Material supplied:
** START **
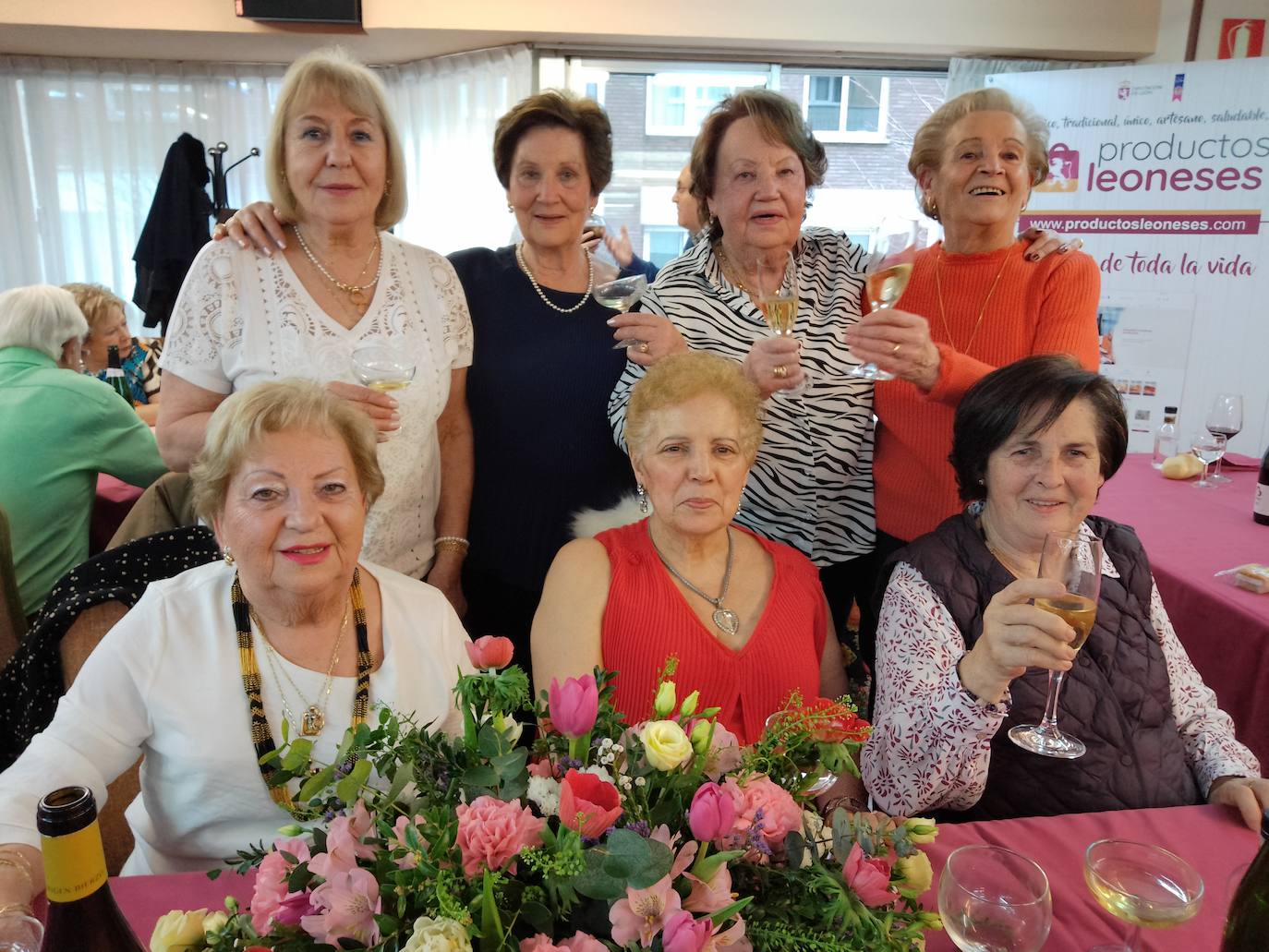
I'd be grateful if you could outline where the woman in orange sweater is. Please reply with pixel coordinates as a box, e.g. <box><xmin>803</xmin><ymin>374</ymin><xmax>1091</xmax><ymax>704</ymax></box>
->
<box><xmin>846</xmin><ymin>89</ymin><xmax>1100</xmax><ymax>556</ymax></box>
** END **
** START **
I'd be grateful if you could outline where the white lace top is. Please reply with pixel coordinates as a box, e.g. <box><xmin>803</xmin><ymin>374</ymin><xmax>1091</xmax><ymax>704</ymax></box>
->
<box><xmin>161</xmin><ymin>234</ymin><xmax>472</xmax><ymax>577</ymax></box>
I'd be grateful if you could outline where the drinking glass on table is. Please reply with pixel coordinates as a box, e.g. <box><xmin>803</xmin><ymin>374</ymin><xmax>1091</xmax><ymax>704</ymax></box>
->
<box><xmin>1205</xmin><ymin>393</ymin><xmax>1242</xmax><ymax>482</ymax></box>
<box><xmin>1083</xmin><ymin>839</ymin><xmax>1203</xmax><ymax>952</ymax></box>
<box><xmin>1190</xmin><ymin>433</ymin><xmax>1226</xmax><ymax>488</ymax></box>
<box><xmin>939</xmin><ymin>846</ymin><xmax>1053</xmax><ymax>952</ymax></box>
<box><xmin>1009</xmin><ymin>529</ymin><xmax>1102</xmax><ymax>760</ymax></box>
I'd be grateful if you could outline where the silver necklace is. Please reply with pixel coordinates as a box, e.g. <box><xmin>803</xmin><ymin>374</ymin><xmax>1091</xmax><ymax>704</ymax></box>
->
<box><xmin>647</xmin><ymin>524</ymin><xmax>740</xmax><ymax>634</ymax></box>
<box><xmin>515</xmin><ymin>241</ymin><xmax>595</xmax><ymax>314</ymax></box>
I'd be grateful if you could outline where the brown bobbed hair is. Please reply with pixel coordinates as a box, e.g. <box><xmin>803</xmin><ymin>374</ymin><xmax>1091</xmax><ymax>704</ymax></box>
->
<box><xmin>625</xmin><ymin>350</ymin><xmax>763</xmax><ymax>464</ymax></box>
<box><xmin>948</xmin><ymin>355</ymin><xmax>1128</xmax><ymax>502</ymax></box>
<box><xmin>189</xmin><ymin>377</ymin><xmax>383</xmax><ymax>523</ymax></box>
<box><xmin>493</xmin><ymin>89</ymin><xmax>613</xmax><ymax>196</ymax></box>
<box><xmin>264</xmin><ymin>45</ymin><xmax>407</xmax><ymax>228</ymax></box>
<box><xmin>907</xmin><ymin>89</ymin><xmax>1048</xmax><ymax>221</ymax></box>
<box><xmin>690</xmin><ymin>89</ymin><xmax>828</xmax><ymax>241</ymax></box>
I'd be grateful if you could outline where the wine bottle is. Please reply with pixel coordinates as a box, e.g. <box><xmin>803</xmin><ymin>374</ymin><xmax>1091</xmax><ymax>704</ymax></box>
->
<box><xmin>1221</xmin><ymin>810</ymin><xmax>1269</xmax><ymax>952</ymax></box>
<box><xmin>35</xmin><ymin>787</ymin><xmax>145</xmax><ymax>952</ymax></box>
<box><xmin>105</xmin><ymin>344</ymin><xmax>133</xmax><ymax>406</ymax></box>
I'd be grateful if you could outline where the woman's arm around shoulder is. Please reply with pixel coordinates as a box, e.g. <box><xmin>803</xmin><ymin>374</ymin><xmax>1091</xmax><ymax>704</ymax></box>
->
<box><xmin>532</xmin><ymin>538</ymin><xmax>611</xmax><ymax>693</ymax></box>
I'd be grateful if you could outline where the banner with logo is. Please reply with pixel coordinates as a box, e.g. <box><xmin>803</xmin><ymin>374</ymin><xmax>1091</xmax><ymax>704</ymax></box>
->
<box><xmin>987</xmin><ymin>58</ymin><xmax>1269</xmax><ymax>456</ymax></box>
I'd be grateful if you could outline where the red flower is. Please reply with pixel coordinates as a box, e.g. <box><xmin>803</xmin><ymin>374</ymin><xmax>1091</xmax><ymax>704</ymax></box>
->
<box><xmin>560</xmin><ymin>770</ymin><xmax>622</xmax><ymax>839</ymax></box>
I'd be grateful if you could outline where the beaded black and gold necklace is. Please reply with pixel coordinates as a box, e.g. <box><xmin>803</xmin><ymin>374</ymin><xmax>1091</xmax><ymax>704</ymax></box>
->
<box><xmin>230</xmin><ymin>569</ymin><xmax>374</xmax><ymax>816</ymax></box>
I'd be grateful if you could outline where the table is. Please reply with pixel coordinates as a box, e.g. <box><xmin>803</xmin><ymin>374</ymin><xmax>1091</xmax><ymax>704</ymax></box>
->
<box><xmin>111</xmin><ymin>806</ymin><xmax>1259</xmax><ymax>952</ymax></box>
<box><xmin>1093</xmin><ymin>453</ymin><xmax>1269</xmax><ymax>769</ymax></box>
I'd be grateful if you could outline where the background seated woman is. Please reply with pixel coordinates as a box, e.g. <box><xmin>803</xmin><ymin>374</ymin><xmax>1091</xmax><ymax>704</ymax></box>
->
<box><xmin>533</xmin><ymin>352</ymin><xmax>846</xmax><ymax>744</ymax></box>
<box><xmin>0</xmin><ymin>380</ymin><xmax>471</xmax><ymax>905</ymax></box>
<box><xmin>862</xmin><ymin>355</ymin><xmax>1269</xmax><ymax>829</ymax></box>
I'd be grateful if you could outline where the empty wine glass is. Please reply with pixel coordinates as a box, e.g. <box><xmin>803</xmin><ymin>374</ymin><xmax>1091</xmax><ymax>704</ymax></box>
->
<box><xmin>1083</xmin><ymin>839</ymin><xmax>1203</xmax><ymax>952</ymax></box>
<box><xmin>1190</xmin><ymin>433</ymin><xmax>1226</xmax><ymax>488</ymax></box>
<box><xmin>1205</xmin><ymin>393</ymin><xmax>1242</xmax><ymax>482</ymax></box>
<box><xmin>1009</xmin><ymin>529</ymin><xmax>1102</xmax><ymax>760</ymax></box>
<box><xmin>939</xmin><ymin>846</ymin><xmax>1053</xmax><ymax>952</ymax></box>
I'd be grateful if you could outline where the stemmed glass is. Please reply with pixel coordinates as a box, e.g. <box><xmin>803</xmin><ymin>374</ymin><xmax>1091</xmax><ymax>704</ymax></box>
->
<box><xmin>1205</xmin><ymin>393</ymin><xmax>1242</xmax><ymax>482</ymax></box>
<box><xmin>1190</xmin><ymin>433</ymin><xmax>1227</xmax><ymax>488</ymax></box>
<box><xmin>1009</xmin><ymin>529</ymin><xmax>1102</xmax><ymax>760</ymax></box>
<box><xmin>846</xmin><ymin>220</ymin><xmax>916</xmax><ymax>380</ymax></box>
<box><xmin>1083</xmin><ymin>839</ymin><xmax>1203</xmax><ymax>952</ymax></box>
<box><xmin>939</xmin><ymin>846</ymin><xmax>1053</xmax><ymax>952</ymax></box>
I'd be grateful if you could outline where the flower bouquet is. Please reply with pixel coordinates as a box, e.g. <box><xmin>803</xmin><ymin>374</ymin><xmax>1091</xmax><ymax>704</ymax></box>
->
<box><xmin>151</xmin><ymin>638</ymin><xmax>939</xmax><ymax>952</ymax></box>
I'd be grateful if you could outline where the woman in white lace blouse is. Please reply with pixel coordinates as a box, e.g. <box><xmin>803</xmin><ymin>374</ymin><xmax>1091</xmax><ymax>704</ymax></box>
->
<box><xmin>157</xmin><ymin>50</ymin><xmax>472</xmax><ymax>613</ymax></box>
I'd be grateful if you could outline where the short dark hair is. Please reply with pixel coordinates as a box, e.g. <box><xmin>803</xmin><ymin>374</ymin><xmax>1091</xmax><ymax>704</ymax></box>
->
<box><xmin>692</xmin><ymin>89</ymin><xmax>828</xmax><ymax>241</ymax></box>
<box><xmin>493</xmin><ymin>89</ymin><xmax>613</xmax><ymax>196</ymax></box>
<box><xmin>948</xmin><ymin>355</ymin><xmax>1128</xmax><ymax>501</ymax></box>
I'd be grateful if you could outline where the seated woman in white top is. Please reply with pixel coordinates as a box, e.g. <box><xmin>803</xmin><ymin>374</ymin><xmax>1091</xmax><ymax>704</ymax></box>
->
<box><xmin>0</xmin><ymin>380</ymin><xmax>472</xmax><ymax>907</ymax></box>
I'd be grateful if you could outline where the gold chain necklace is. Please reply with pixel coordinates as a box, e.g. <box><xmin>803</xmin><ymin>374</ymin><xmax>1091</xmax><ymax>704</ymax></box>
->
** END **
To be done: Extract each line of the items above that contains the string "table".

The solution:
I'd be grateful if you could outline where the drinking glass on table is. Please reply with pixel coordinates as a box, e.g. <box><xmin>803</xmin><ymin>374</ymin><xmax>1091</xmax><ymax>704</ymax></box>
I'd be grateful if you could outline where the table is. Please reply with pixel coordinates as a box, e.g. <box><xmin>803</xmin><ymin>374</ymin><xmax>1091</xmax><ymax>704</ymax></box>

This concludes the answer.